* WORK REQUIRED *
Print the lines that start the entries and continue through the one holding "target | gravel ground", please, exactly and with the pictures omitted.
▽
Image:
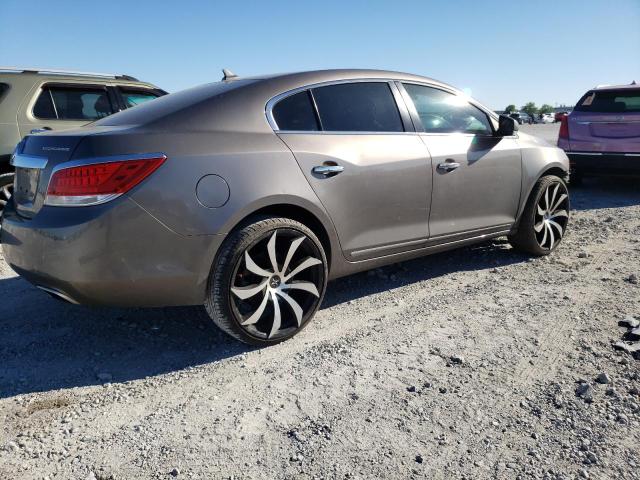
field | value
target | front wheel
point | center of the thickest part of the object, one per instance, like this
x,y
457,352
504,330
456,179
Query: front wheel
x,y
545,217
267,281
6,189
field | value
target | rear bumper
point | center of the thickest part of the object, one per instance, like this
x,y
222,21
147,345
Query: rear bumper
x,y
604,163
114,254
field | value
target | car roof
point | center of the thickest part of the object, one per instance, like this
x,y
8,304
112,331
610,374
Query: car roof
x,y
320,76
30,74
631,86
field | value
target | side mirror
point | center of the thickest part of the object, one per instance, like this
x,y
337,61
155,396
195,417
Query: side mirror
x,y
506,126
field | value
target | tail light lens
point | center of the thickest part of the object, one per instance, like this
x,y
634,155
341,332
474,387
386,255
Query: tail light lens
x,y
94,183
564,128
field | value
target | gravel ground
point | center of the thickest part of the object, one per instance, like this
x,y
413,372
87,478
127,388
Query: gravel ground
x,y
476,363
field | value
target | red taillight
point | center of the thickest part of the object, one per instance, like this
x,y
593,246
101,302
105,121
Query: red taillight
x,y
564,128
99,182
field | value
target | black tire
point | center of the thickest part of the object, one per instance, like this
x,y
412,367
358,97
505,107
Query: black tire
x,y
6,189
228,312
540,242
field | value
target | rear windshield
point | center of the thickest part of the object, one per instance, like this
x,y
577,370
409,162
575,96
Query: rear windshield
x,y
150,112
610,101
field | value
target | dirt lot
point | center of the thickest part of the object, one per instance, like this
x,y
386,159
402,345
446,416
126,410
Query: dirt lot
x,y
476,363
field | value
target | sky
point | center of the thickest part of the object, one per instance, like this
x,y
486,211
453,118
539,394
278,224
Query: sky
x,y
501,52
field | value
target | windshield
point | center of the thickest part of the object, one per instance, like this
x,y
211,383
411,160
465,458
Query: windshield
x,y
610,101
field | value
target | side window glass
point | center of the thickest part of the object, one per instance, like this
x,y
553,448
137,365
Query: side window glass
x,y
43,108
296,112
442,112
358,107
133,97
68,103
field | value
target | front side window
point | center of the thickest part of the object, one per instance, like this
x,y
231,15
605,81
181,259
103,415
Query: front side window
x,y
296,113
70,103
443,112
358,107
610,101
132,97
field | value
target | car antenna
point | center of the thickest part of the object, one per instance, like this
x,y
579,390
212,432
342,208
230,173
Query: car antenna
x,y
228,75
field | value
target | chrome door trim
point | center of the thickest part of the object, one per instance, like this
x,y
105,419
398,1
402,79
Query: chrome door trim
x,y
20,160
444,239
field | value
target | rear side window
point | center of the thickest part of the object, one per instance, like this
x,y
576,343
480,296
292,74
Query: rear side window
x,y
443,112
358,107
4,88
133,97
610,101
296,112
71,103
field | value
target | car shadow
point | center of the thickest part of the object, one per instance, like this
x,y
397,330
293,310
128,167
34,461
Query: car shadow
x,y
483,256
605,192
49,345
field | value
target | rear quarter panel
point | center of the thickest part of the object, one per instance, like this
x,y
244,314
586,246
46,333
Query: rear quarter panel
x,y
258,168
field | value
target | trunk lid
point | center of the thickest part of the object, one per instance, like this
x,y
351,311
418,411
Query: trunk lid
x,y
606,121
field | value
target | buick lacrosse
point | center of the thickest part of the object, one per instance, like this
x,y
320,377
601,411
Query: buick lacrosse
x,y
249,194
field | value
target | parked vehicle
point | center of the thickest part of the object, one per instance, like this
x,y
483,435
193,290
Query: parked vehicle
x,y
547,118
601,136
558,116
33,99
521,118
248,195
△
* RESPONSE TO THE EXERCISE *
Image:
field | value
target | front wheel
point | center of the thickest part of the object, one per instance, like this
x,y
457,352
504,330
456,179
Query: front wheel
x,y
545,217
267,281
6,189
field | value
target | rear bumper
point | center of the thickest part of the object, one per instance, like this
x,y
222,21
147,345
Query: rear bumper
x,y
604,163
114,254
field | value
target | car roof
point | center of the thickest part of the object, one per instance, like this
x,y
8,304
112,331
610,374
Query: car roof
x,y
320,76
30,74
631,86
field | value
target | side mirror
point | center of the thickest part of the object, one per instance, like this
x,y
337,61
155,396
195,417
Query: side mirror
x,y
506,126
field | value
target | tail light lens
point | center of the thickest part of the object, one per instance, like this
x,y
634,155
341,332
474,387
386,255
Query: tail light lens
x,y
94,183
564,128
field | value
target | gravel ground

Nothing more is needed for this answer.